Diese Umkehr in der Sicherheitspolitik hat Scholz in einer Regierungserklärung mit einer „Zeitenwende“ begründet. „Das bedeutet: Die Welt danach ist nicht mehr dieselbe wie die Welt davor“, erklärte der Bundeskanzler in Hinblick auf „Putins Krieg“, wie Scholz diesen nennt. Im Kern gehe es um die Frage, ob Macht das Recht brechen dürfe und ob es dem russischen Präsidenten Wladimir Putin gestattet werden könne, die Uhren in die Zeit der Großmächte des 19. Jahrhunderts zurückzudrehen. „Oder ob wir die Kraft aufbringen, Kriegstreibern wie Putin Grenzen zu setzen“, sagte Scholz. „Wir müssen Putin von seinem Kriegskurs abbringen.“

Die Bundeswehr brauche angesichts dieser Zeitenwende „neue, starke Fähigkeiten“, sagte Scholz weiter. „Klar ist: Wir müssen deutlich mehr investieren in die Sicherheit unseres Landes, um auf diese Weise unsere Freiheit und unsere Demokratie zu schützen“, erklärte Scholz.   

Das ist eine radikale Kehrtwende in der Sicherheitspolitik. In den letzten Jahren hieß es vonseiten des damaligen Finanzministers Scholz und schon gar von seiner Partei SPD, dass es kaum machbar sei, mehr als 1,5 Prozent des  Bruttoinlandsprodukts für die Verteidigung aufzubringen. Die Bundeswehr wurde auch sonst eher wie das fünfte Rad am Wagen behandelt.

Daten zur Punktplatzierung:
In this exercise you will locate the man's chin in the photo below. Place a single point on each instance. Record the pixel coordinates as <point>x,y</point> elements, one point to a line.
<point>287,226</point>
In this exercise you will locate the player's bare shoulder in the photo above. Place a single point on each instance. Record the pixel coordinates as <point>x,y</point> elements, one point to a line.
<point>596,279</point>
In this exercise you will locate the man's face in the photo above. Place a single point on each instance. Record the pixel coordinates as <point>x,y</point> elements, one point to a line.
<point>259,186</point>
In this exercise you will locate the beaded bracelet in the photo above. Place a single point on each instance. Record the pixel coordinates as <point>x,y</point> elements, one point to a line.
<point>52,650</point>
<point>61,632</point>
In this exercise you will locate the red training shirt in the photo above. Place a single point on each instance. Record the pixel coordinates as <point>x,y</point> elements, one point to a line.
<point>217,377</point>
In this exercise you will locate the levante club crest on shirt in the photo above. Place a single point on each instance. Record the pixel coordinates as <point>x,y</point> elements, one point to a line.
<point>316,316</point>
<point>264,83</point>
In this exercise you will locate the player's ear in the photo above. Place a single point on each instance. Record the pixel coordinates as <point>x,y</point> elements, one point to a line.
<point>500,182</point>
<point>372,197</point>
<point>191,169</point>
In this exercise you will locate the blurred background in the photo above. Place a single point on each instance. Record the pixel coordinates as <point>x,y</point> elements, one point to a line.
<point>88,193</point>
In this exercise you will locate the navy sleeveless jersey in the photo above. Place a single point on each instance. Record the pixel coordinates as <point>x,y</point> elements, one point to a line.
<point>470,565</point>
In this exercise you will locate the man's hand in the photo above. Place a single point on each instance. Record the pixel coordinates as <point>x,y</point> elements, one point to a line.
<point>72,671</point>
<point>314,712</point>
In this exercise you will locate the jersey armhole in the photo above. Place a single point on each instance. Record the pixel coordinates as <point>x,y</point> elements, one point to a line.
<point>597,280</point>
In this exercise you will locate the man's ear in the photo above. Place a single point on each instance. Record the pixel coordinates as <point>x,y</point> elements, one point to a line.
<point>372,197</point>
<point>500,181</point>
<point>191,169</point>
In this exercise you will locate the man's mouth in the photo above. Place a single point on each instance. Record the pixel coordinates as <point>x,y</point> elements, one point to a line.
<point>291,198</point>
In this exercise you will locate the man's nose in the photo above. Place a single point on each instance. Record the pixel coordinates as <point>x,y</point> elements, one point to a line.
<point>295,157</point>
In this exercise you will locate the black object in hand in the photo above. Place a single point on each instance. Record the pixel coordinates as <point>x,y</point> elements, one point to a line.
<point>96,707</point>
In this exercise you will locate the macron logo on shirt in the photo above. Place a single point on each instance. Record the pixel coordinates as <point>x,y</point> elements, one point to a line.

- [Aufgabe 1]
Mit welchem Begriff hat Scholz laut dem Textauszug die Umkehr in der Sicherheitspolitik in seiner Regierungserklärung begründet?
- [Aufgabe 2]
Zitieren Sie wörtlich aus dem Textauszug: Beginnen Sie bei den Worten „Das ist eine“ und hören Sie nach den Worten „am Wagen behandelt.“ auf.
Die Daten spielen hierfür keine Rolle.

- [Vollständige Lösung 1]
Mit einer „Zeitenwende“.

- [Vollständige Lösung 2]
Das ist eine radikale Kehrtwende in der Sicherheitspolitik. In den letzten Jahren hieß es vonseiten des damaligen Finanzministers Scholz und schon gar von seiner Partei SPD, dass es kaum machbar sei, mehr als 1,5 Prozent des  Bruttoinlandsprodukts für die Verteidigung aufzubringen. Die Bundeswehr wurde auch sonst eher wie das fünfte Rad am Wagen behandelt.